> TASK DESCRIPTION:
Write the listing below as a numbered list, skipping blank lines and leaving out any pictures.

> INPUT RECORDS:
■ ■ ■ ■
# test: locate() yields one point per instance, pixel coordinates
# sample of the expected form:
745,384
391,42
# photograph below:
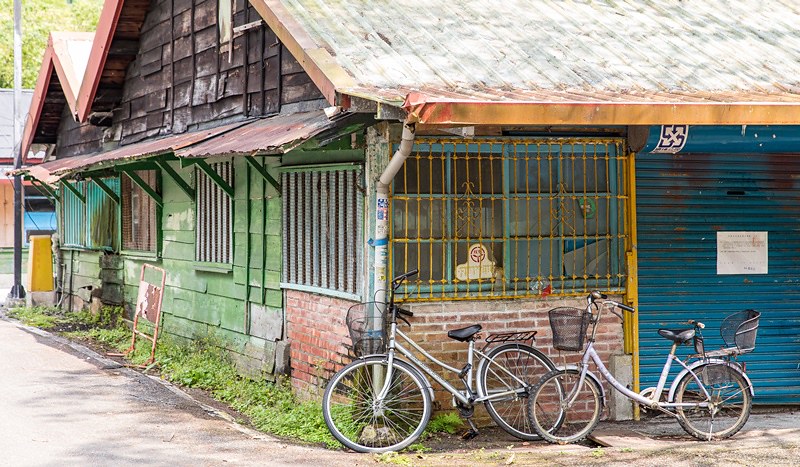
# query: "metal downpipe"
381,234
■ ■ ■ ■
> REPLY TO THE TASK:
1. # test: locate() yields one point per instance, pixel coordinates
2. # sample of the expected form:
3. 745,384
4. 391,42
5. # photograph below:
6. # query: "metal downpipe"
7. 381,234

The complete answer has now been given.